─── DATASET RECORDS

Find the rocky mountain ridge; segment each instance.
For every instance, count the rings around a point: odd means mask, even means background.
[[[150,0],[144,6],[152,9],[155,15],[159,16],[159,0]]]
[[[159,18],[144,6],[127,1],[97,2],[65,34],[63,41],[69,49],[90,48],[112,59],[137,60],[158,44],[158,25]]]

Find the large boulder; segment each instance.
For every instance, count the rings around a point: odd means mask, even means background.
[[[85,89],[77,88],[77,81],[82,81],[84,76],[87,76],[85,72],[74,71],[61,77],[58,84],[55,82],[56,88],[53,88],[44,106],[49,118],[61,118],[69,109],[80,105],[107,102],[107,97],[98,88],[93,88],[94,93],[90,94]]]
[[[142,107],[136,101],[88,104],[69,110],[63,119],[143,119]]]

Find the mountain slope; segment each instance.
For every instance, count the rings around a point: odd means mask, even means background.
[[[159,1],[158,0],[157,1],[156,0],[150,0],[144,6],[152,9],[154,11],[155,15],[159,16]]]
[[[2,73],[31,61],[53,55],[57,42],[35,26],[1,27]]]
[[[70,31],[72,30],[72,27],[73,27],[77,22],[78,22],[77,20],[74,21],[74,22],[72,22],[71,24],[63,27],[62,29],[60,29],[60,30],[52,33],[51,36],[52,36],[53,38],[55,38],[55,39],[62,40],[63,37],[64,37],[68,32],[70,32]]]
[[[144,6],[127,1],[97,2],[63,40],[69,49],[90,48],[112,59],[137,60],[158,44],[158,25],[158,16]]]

──────
─── DATASET RECORDS

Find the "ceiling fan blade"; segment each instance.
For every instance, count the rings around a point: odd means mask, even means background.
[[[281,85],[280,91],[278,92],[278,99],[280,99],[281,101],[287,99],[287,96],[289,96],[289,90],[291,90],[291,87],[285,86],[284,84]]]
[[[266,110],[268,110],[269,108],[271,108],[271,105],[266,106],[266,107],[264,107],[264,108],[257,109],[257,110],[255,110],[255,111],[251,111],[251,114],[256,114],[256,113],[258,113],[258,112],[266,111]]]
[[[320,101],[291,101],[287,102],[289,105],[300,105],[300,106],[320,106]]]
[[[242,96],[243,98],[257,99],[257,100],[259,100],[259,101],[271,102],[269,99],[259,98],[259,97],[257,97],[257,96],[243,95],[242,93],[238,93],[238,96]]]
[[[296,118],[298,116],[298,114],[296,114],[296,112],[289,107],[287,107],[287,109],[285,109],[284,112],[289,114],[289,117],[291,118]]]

──────

#### SET TASK:
Rewrite part of the listing as a two-column CSV with the columns request and answer, one row per request. Start at the line containing "Find the large" and stop after the line containing "[[[142,107],[136,101],[88,104],[69,110],[63,119],[143,119]]]". Put each request's text and its answer in a single quoted field, with line breaks replaced by spaces.

#### SOLVED EXERCISE:
request,answer
"Find the large boulder; segment each instance. For every instance, count the rings around a point: odd means mask, even means background.","[[[85,89],[77,88],[77,81],[82,81],[84,76],[87,76],[85,72],[74,71],[61,77],[58,84],[55,82],[56,88],[53,88],[44,106],[49,118],[61,118],[69,109],[80,105],[107,102],[107,97],[98,88],[93,88],[94,93],[90,94]]] [[[142,107],[136,101],[88,104],[69,110],[63,119],[143,119]]]"